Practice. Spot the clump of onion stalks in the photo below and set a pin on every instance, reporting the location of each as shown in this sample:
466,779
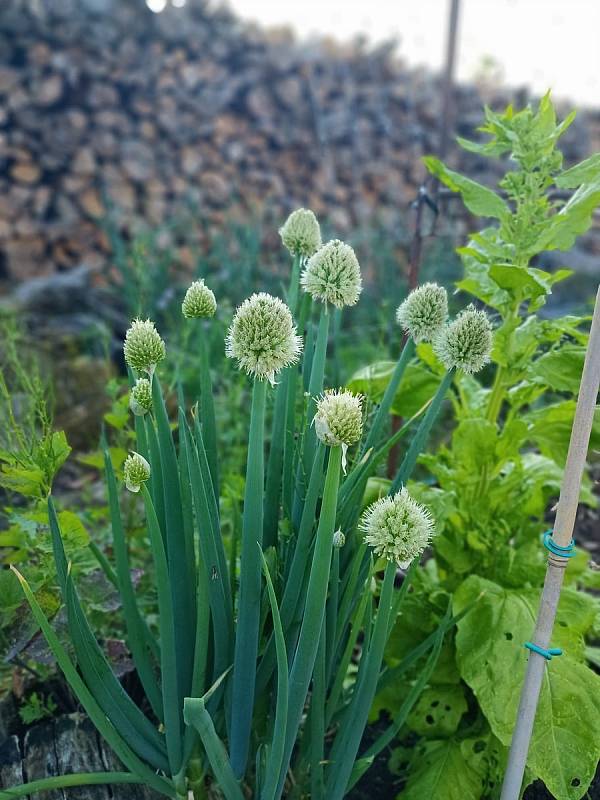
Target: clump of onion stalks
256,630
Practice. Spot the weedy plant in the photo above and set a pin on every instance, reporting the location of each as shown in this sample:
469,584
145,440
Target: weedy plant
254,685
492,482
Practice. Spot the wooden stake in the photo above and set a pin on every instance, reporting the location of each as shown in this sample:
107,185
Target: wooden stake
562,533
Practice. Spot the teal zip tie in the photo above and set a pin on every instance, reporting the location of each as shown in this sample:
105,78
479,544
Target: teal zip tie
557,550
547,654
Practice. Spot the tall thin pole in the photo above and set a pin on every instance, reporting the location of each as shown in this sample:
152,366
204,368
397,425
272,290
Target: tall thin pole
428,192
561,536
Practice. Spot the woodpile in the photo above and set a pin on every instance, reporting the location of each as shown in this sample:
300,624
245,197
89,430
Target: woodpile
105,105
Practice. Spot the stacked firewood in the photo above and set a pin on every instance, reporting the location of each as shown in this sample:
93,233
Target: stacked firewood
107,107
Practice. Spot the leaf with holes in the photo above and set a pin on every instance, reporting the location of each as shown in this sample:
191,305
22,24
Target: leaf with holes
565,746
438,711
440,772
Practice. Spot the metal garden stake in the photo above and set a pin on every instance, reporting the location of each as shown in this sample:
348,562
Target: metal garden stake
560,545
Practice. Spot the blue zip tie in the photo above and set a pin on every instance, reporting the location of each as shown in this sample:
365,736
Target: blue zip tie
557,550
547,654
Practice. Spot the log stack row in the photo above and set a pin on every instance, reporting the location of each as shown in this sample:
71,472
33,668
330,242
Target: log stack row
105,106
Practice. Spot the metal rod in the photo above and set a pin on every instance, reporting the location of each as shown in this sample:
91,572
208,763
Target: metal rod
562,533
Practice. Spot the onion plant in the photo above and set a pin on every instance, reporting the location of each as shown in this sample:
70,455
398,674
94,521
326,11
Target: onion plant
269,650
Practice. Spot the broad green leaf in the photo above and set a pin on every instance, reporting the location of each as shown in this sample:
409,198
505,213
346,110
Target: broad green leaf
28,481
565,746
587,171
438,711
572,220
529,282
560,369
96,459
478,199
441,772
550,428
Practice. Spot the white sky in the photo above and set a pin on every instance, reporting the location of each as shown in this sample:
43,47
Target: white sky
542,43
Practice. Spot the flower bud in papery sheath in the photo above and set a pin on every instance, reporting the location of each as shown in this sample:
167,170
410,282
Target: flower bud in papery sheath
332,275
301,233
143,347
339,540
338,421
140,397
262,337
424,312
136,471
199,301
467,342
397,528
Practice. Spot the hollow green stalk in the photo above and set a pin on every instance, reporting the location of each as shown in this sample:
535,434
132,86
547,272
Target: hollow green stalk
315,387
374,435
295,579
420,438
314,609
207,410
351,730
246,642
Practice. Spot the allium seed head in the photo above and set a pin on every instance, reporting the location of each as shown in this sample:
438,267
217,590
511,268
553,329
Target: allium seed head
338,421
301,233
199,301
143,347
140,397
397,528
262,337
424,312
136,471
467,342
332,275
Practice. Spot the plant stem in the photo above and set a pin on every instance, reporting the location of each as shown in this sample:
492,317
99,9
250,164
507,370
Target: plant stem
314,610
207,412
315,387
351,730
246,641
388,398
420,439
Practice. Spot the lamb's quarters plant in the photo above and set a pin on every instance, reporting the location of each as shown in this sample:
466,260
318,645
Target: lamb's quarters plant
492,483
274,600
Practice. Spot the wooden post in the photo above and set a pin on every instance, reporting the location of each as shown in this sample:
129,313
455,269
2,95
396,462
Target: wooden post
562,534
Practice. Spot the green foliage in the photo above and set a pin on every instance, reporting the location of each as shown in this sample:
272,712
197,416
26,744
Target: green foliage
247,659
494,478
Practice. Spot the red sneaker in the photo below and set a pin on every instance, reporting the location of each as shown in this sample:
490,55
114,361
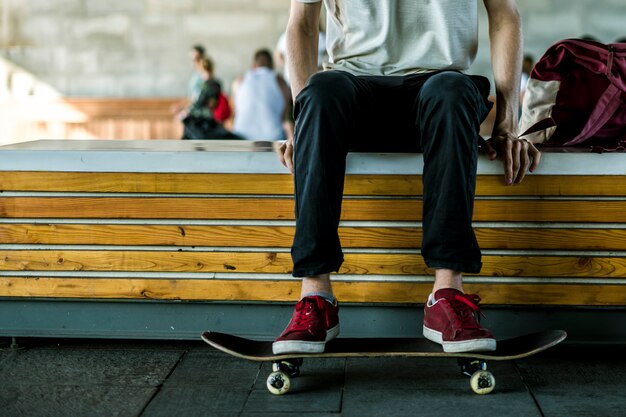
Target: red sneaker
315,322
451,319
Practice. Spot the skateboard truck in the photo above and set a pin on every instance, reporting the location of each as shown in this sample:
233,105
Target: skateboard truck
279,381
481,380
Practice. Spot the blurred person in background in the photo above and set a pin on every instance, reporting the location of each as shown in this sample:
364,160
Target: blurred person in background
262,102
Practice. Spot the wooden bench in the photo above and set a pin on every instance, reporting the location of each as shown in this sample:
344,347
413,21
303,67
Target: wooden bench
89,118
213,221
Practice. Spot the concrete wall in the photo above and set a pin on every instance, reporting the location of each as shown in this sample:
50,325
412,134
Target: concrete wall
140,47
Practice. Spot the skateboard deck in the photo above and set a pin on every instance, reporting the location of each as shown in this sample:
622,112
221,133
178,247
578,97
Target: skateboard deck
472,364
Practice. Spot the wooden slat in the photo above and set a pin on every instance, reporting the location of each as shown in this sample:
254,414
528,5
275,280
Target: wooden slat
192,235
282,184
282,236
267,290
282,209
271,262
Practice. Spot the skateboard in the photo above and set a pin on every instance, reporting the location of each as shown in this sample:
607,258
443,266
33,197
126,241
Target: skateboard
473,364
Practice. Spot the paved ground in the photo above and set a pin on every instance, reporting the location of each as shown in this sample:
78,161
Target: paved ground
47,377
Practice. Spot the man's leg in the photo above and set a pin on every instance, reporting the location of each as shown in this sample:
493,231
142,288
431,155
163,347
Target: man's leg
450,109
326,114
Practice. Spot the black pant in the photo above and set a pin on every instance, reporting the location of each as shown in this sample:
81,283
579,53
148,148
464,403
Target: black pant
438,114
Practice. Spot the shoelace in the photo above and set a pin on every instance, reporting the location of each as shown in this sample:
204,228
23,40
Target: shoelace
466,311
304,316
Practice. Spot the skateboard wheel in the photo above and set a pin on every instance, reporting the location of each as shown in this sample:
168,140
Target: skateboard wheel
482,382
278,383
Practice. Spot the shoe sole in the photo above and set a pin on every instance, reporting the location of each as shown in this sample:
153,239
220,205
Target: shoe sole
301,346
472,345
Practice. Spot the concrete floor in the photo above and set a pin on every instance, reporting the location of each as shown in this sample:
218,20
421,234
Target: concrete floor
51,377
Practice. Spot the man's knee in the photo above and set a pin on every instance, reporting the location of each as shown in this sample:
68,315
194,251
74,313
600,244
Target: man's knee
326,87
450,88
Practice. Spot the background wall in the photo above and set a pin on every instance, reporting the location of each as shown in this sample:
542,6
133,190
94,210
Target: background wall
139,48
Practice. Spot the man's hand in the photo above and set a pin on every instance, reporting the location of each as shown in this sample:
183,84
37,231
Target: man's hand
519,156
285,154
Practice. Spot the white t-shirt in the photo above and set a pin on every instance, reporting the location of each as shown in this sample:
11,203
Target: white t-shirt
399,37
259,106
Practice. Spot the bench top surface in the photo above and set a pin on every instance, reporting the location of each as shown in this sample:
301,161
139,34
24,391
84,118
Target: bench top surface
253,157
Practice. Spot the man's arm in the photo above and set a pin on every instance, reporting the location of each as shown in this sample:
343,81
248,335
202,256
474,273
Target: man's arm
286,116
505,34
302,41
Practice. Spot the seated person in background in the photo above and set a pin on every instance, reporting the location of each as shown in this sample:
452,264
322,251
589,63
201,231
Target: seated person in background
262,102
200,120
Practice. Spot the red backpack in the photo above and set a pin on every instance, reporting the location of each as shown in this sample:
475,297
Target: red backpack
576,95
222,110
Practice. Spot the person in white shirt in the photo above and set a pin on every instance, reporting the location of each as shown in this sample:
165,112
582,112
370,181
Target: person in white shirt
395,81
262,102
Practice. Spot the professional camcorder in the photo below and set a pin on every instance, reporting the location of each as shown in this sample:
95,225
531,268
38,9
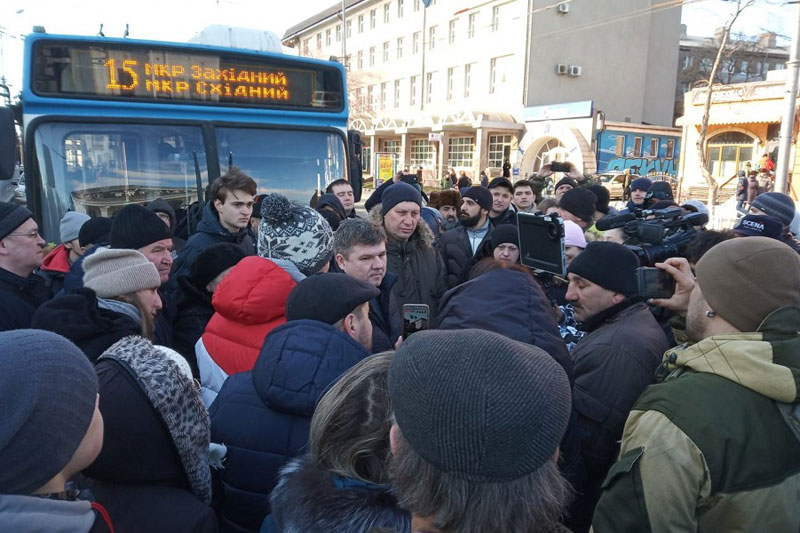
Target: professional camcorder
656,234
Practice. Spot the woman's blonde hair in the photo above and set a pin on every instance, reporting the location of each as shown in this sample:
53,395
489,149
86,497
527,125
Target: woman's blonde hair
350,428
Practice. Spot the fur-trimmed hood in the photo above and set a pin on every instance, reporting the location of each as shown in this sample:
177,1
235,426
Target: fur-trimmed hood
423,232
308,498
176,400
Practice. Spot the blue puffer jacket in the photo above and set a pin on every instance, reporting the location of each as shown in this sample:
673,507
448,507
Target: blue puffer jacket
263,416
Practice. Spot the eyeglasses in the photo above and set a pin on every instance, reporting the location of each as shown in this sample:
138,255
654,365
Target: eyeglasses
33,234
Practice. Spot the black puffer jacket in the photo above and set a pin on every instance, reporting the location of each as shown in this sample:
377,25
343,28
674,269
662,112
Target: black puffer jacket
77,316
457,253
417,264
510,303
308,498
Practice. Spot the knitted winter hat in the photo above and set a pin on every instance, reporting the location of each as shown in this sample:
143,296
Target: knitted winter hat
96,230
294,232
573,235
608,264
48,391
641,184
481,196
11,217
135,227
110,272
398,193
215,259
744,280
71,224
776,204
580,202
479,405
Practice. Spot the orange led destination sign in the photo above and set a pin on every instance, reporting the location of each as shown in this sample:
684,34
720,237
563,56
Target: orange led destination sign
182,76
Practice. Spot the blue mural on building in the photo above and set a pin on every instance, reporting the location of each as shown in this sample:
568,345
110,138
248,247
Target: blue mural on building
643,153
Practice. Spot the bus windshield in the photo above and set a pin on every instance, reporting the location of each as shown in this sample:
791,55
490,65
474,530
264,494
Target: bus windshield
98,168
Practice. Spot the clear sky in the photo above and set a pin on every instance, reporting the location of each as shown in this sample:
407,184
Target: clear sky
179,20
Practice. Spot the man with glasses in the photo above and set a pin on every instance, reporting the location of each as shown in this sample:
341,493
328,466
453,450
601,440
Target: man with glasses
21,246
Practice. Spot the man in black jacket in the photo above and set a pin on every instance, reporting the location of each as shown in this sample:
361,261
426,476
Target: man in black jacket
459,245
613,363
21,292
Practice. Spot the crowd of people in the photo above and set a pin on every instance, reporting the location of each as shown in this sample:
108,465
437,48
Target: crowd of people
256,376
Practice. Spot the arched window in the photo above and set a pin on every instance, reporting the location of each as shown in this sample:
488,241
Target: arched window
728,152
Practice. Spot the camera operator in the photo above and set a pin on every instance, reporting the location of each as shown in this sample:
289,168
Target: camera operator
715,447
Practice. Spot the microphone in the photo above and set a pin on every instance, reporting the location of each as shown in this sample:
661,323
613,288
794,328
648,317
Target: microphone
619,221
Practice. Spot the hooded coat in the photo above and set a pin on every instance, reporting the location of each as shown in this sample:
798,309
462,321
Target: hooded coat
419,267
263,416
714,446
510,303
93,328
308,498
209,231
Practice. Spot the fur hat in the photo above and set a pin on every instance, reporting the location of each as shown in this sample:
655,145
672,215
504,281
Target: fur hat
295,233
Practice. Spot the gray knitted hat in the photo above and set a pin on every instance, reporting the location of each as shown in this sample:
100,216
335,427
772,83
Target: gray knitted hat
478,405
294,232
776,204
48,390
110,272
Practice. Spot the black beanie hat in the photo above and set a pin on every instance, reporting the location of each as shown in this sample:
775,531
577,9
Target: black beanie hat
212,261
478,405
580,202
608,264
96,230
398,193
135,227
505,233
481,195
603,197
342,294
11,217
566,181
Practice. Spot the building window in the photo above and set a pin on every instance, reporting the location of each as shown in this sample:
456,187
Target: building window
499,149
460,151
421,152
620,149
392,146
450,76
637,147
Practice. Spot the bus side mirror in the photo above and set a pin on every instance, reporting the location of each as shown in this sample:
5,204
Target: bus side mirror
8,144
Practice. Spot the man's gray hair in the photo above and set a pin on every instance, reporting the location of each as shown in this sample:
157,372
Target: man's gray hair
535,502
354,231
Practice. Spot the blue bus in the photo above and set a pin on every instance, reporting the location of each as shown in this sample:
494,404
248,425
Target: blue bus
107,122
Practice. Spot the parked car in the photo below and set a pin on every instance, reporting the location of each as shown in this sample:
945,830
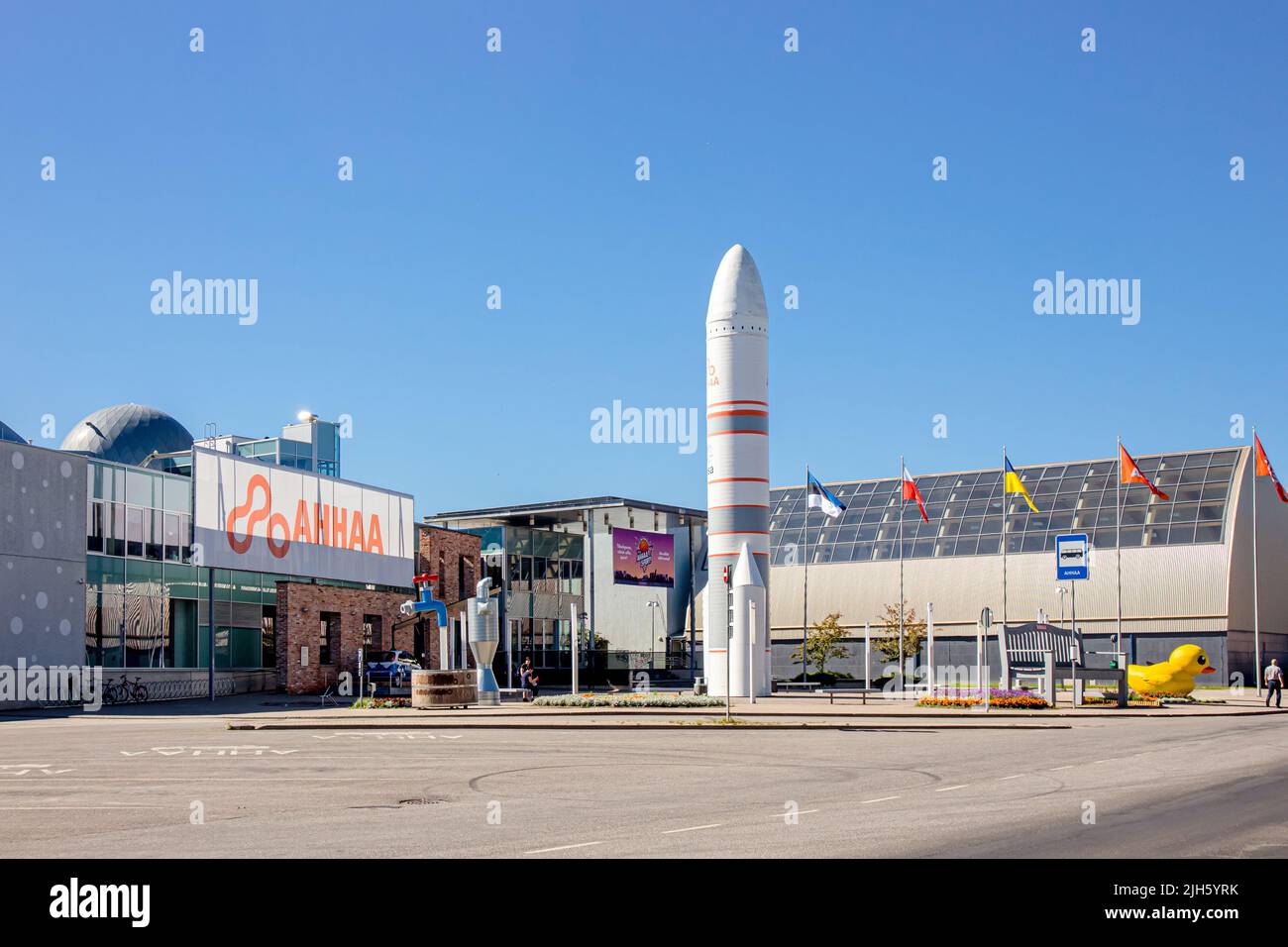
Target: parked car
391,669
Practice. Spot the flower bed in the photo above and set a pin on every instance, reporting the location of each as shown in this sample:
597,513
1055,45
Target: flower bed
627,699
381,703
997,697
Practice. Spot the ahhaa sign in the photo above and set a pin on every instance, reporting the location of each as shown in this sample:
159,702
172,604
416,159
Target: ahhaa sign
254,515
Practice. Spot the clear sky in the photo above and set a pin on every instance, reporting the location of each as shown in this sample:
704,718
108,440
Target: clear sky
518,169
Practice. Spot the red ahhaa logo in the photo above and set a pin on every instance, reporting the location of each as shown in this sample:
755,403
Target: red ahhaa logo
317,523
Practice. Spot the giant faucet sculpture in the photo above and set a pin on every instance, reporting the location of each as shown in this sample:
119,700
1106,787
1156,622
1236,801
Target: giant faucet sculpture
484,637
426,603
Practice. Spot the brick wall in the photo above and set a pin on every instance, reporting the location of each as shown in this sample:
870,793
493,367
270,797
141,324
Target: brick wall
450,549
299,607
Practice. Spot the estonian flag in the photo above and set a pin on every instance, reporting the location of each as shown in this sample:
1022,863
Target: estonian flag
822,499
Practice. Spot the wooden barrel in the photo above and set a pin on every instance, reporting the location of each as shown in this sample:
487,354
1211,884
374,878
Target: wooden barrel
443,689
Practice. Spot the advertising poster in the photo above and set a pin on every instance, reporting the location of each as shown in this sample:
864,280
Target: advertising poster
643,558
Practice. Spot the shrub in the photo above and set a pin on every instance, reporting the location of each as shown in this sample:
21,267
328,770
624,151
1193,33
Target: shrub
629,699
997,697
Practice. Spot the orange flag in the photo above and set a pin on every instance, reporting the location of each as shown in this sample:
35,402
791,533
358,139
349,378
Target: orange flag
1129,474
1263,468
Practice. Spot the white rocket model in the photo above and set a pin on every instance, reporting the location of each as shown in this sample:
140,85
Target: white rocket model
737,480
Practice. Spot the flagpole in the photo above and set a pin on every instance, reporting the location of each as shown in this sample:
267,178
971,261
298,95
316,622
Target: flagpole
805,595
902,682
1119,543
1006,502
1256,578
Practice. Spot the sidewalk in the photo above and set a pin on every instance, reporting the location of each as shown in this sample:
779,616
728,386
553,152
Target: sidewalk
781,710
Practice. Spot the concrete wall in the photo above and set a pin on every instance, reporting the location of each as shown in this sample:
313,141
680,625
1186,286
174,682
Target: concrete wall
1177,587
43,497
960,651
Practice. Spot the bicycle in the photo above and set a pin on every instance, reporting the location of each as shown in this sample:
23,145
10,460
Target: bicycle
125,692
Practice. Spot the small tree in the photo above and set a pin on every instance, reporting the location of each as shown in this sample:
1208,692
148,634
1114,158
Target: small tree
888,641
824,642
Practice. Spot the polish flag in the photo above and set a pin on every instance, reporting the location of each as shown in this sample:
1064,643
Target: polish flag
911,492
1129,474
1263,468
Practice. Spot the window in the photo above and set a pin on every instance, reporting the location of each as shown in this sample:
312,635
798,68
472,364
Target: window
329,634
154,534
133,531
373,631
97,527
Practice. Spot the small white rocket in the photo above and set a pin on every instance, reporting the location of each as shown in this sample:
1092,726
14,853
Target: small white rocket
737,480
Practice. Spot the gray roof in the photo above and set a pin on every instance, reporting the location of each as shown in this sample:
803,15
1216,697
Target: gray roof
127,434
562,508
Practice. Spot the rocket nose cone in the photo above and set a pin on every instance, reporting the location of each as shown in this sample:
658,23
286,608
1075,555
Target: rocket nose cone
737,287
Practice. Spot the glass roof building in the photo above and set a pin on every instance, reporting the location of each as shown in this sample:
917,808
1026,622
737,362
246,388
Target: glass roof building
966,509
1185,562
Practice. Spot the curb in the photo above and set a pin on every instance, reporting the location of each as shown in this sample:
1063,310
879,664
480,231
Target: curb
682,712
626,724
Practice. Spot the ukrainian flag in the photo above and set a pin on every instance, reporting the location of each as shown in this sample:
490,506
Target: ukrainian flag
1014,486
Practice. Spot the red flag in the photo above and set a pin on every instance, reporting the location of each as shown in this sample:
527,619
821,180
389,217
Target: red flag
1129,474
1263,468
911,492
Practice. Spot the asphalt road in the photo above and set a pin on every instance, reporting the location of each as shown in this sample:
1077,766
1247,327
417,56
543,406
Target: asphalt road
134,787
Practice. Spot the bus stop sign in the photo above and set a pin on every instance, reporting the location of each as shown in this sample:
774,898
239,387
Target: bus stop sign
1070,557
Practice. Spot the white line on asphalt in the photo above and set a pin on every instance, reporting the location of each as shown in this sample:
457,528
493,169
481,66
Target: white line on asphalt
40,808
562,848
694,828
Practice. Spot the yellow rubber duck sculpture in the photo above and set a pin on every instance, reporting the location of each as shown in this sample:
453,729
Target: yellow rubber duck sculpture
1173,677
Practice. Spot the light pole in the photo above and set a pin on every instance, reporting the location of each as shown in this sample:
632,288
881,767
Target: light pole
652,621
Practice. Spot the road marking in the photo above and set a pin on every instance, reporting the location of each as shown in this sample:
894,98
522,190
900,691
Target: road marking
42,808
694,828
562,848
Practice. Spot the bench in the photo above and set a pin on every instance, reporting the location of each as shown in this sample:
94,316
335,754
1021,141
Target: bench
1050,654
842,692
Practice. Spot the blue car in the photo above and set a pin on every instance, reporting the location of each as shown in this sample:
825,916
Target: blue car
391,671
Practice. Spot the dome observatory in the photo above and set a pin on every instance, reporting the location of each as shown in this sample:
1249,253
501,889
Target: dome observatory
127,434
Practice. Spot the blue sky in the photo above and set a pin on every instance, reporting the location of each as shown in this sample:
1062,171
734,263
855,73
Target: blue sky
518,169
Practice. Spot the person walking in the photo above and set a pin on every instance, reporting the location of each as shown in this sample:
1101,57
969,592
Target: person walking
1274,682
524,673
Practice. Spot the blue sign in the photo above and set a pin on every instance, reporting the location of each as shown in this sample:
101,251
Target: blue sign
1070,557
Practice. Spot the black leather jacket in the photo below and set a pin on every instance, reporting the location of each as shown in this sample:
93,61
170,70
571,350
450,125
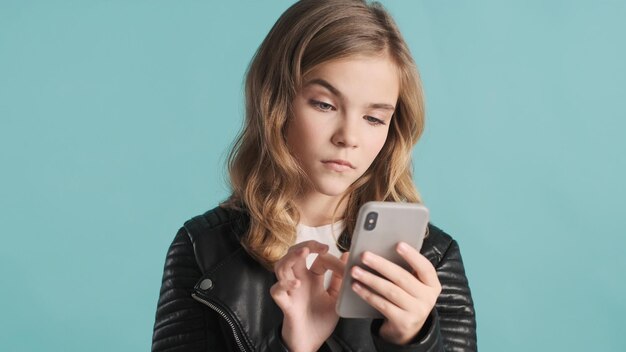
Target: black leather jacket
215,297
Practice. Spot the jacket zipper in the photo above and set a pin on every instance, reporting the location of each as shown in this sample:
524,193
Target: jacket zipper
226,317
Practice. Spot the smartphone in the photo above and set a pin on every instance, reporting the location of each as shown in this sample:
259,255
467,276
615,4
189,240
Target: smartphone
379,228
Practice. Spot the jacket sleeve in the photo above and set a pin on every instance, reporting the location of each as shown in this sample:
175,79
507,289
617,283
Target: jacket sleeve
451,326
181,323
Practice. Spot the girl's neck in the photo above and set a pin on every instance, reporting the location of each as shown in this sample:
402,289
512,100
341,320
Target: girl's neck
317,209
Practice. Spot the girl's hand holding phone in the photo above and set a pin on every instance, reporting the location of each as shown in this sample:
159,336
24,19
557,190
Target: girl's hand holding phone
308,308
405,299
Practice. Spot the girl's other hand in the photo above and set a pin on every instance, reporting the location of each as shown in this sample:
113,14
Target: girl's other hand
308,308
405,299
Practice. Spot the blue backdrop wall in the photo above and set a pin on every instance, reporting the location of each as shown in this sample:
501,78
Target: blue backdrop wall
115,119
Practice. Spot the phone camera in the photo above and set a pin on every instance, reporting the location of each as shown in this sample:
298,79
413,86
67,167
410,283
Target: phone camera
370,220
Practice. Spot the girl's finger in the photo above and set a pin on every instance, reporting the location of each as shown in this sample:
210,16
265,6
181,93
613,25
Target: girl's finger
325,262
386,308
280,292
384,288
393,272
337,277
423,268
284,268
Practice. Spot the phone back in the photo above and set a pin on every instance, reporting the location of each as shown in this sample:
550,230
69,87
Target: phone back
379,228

+ + + + +

• [SET PROBLEM] Give back exactly the lines from the line containing "Practice. Spot the girl's hand" to the end of the entries, and no other lines.

• [WORKED ANSWER]
Practice. Spot the girl's hand holding phone in the photo above and set a pin on every instance, reporting the location of each as shown in this sample:
159,336
24,19
557,190
Target: girl's hand holding phone
308,308
405,299
Practice. Spot the girl's other hand in the photo above and set a pin on every instance, reporting the location of each as shown in this sample:
113,14
Target: girl's other hand
308,308
405,299
Practice. Spot the blue backdrop wall in the photo above and set a pin on every instance, reporting the location of each as shown in this sample:
501,78
Target: blue backdrop wall
115,119
Practice. Spot the phone camera in the photo above and set a pin on every instance, reporting the location of each as shown in this sample:
298,79
413,86
67,167
410,283
Target: phone camera
370,220
Practice. Spot the girl's finger in the photo above and set a pin on every instance, reporting the location of each as shown in this sample:
210,16
265,6
181,93
613,25
Target: girl's finger
325,262
386,308
280,292
384,288
393,272
337,277
423,268
284,268
Practice. Spot the phone back in the photo above and set a pin on every instance, reporting the location of each as shown in this sample:
550,230
69,87
Target: phone back
379,228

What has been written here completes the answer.